ABOUT THIS EXERCISE: Print the whole listing below exactly, skipping every picture.

RECORDS FOR THIS TASK:

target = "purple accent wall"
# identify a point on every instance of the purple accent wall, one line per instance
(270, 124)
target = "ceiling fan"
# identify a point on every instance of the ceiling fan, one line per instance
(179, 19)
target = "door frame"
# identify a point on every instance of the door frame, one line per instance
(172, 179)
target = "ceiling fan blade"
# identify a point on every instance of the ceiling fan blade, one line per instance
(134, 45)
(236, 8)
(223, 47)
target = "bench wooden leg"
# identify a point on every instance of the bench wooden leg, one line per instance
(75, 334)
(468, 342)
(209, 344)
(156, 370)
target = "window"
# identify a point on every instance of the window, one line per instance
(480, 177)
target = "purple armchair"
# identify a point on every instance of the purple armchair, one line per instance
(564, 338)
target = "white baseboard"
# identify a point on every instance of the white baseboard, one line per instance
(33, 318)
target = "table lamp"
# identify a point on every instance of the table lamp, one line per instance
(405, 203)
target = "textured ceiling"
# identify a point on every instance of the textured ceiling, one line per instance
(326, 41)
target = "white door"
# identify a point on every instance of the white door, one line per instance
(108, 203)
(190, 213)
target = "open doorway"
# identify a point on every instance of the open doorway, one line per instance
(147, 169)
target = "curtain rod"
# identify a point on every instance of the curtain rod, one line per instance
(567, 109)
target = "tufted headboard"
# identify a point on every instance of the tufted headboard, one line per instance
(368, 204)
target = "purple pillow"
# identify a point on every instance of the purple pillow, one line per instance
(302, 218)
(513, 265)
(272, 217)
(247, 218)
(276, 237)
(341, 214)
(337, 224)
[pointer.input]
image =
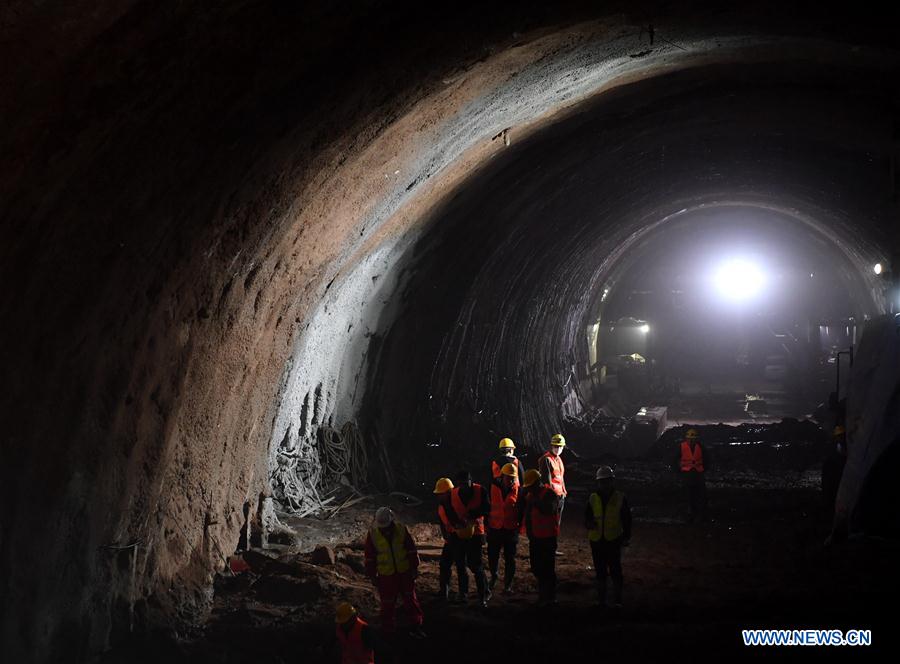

WRITTEN SOLUTION:
target = "purple accent wall"
# identify a point on every instance of the purple accent wall, one line per instance
(270, 124)
target = "ceiling fan"
# identify a point on every instance of the ceiling fan, one line per instance
(179, 19)
target = "door frame"
# identify a point on every instance of the door frame, one line per instance
(172, 179)
target = "ceiling fan blade"
# identify a point on every instance of the ceiling fan blade, one line per instance
(134, 45)
(236, 8)
(223, 47)
target = "bench wooden leg"
# identify a point on every instance of the bench wooden leg, one line per instance
(75, 334)
(468, 342)
(209, 344)
(156, 370)
target = "window"
# identify a point on every instance of the window, one line per instance
(480, 177)
target = "purple armchair"
# identify a point on every instance of the purple armchair, one line per instance
(564, 338)
target = "white baseboard"
# identify a point on every instance of the white baseboard, one line per instance
(33, 318)
target = "table lamp"
# identify a point on every instance of the table lamp, one line per instance
(405, 203)
target = "textured ceiling"
# identify a point on every instance of the textured ceiling, one line per instance
(326, 41)
target = "white door"
# identify a point on every instance of the white door, one line per instance
(108, 203)
(190, 213)
target = "open doorway"
# identify a point on every instance of the open doorway, one line per instance
(147, 169)
target = "curtain rod"
# identify a point on every instance of the curtain rod, one line per instance
(567, 109)
target = "tufted headboard"
# identify a point on every instance of the tufted headboard, one line per instance
(368, 204)
target = "purple pillow"
# identify a point on every instance of the purple pillow, one line per instance
(302, 218)
(513, 265)
(272, 217)
(247, 218)
(276, 237)
(341, 214)
(337, 224)
[pointer.input]
image =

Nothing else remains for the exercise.